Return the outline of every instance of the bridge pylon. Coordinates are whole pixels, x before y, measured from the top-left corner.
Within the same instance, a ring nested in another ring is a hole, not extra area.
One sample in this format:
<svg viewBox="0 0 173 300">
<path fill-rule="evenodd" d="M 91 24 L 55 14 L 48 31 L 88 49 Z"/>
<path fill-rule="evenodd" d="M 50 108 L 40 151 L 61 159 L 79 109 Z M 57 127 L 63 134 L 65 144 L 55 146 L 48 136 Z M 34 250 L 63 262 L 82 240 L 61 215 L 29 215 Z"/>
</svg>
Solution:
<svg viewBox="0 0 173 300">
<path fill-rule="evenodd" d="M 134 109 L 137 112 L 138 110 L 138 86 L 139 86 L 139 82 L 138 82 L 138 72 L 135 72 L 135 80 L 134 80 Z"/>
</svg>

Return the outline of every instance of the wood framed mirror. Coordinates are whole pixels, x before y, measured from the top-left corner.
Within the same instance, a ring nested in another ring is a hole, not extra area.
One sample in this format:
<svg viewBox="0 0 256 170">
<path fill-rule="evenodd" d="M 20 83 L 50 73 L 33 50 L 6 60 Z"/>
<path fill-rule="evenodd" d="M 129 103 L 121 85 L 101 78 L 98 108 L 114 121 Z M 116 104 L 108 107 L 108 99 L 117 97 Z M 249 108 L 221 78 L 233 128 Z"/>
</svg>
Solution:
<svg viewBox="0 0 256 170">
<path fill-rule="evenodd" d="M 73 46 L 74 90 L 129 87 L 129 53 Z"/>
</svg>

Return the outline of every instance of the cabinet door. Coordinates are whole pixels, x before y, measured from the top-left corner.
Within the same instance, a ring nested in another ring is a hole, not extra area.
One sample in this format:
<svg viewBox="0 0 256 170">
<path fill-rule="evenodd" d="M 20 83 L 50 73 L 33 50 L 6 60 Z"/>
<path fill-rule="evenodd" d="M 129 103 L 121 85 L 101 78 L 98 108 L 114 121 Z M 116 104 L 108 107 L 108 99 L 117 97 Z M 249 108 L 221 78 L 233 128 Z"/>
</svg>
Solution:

Task
Output the items word for word, from the line containing "Return the outline of every instance of the cabinet" up to and including the final line of the items.

Final answer
Return the outline of every instance of the cabinet door. Coordinates are whole pixels, x before y, measured from the top-left corner.
Within the same instance, a ring nested in another ring is a hole, not extra area.
One sample in this format:
<svg viewBox="0 0 256 170">
<path fill-rule="evenodd" d="M 20 83 L 50 73 L 33 50 L 6 60 Z"/>
<path fill-rule="evenodd" d="M 129 103 L 121 85 L 101 78 L 98 108 L 114 121 Z M 116 104 L 108 107 L 108 99 L 117 97 Z M 249 108 L 221 78 L 233 128 Z"/>
</svg>
Solution:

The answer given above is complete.